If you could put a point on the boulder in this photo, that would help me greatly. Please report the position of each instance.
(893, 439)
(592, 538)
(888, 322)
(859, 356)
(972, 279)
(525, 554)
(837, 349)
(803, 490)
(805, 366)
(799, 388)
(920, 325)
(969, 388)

» WORK ITEM
Copy the entries exactly as they appear.

» YOUR SOLUTION
If you could put a point on the boulder in this photo, that would help me greatly. Please report the position of each instance.
(893, 439)
(592, 538)
(888, 322)
(859, 356)
(972, 279)
(525, 554)
(837, 349)
(803, 490)
(805, 366)
(799, 388)
(920, 325)
(969, 388)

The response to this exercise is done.